Task details.
Only the lines from the one containing "For every instance of the sweater" through the last line of the data are to be written out, exactly and in full.

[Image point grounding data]
##############################

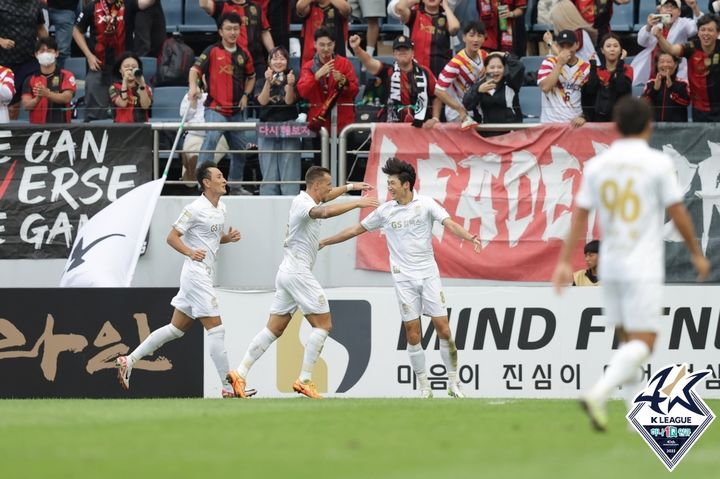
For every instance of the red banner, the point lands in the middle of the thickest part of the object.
(515, 191)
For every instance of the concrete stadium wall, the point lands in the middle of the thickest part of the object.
(249, 264)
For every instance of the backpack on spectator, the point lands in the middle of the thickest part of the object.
(174, 63)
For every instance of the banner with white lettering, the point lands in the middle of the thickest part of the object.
(52, 179)
(516, 191)
(515, 342)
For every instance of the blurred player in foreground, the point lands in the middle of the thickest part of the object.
(631, 185)
(407, 222)
(295, 285)
(197, 234)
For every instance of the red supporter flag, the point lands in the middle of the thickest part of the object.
(514, 191)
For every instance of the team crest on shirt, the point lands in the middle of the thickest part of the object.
(669, 415)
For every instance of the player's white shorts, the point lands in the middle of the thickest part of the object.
(196, 297)
(293, 290)
(633, 305)
(420, 296)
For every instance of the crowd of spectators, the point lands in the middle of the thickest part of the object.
(443, 68)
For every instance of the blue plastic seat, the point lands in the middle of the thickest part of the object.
(166, 103)
(196, 20)
(78, 67)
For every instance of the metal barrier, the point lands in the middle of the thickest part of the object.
(343, 140)
(245, 126)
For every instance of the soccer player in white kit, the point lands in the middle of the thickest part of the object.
(295, 285)
(197, 234)
(407, 222)
(631, 186)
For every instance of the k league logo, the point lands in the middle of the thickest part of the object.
(669, 415)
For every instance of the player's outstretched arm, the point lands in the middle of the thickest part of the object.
(341, 190)
(678, 213)
(329, 211)
(178, 245)
(563, 271)
(231, 236)
(344, 235)
(462, 233)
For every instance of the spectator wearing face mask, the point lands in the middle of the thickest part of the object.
(47, 94)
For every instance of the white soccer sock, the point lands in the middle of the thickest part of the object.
(313, 347)
(622, 368)
(216, 347)
(153, 342)
(257, 348)
(417, 362)
(448, 353)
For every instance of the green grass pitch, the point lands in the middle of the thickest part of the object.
(331, 438)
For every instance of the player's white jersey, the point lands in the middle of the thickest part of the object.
(202, 226)
(302, 238)
(408, 229)
(630, 185)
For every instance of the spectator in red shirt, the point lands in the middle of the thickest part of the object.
(105, 19)
(254, 35)
(504, 27)
(668, 94)
(331, 15)
(408, 87)
(47, 95)
(328, 80)
(230, 78)
(703, 56)
(431, 24)
(131, 96)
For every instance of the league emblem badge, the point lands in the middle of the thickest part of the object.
(669, 414)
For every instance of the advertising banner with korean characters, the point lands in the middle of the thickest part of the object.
(62, 343)
(513, 342)
(516, 193)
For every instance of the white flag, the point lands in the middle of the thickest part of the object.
(107, 248)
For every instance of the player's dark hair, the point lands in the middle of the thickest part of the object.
(48, 42)
(323, 32)
(315, 173)
(474, 26)
(230, 17)
(404, 171)
(203, 173)
(632, 115)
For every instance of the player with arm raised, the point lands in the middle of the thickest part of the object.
(197, 234)
(631, 186)
(407, 222)
(295, 285)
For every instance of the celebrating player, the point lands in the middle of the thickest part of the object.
(407, 222)
(197, 234)
(295, 284)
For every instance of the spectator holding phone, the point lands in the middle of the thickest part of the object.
(131, 96)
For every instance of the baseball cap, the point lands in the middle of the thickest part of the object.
(566, 36)
(592, 247)
(402, 42)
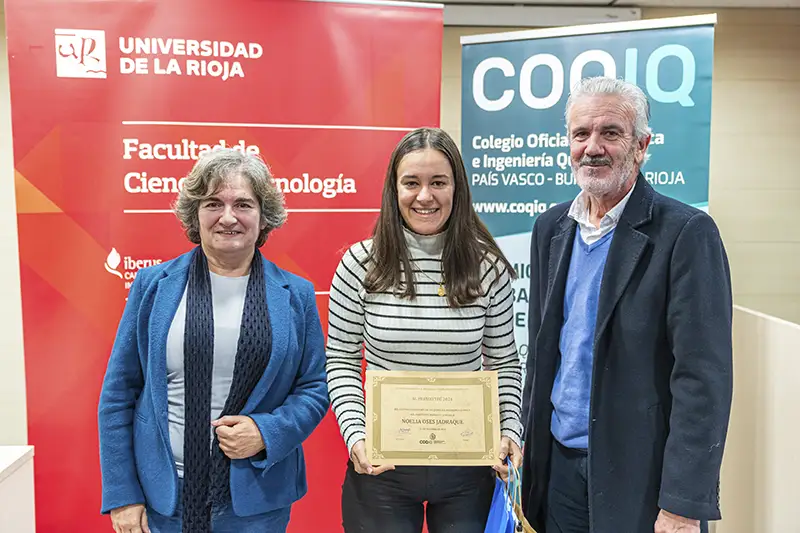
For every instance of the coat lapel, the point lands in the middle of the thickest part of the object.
(627, 248)
(281, 326)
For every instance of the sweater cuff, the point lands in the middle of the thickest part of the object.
(360, 434)
(689, 509)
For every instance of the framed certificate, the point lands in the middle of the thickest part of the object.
(432, 418)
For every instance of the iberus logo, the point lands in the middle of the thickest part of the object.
(80, 53)
(126, 268)
(112, 262)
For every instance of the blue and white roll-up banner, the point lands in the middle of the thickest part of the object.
(513, 134)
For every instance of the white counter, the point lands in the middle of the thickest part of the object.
(16, 490)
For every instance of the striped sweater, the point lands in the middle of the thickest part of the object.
(423, 334)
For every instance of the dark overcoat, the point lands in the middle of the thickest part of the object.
(662, 370)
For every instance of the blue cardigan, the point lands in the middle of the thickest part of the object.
(289, 401)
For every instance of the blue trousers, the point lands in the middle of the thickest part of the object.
(222, 521)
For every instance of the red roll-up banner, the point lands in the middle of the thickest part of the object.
(112, 101)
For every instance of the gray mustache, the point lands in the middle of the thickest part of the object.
(595, 161)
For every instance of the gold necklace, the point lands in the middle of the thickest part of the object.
(441, 291)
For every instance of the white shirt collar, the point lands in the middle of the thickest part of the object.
(579, 210)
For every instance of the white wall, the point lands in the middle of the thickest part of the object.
(13, 429)
(754, 184)
(759, 490)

##############################

Solution to this task.
For every instance of the sweater cuff, the point lands in the middle of the thickest part of the object.
(360, 434)
(689, 509)
For every instance of the framed certificate, the point lands in the middle of the thickest part of the object.
(432, 418)
For every instance of the iberus logo, the point lands in the middle of the thickest part of the object.
(80, 53)
(126, 268)
(112, 262)
For every instance of the blue and white roll-up banner, the point lands in the middle of the thickest part of the object.
(513, 134)
For every instance of the white counter, the point lands in the middle of the thickest part of the object.
(16, 490)
For every instance of the striped sweater, the point lands in the middle of the thickest part of the object.
(423, 334)
For every instance of the dark overcoat, the point lands in the middle of the thickest part of the object.
(662, 370)
For every instance of the blue cardigan, the point lands in the middle of the thickest part of the object.
(289, 401)
For every instance of the blue trousers, the point lands in the middle of the thickest part of the object.
(222, 521)
For every instance of the red roll-up banner, the point lands in the middle of the thickest part of the object.
(112, 101)
For every instance of the gray mustache, the point lands in the middle of the thickest part of the object.
(595, 161)
For every instance of the gold necklace, the point lands in the middle of the thickest part of the object.
(441, 291)
For every instance of the white shirt collar, the point lands in the middle of the thickest part of the object.
(579, 210)
For every instance of the white wall, the point lands in the middle of the thickest part of the object.
(13, 429)
(754, 184)
(759, 490)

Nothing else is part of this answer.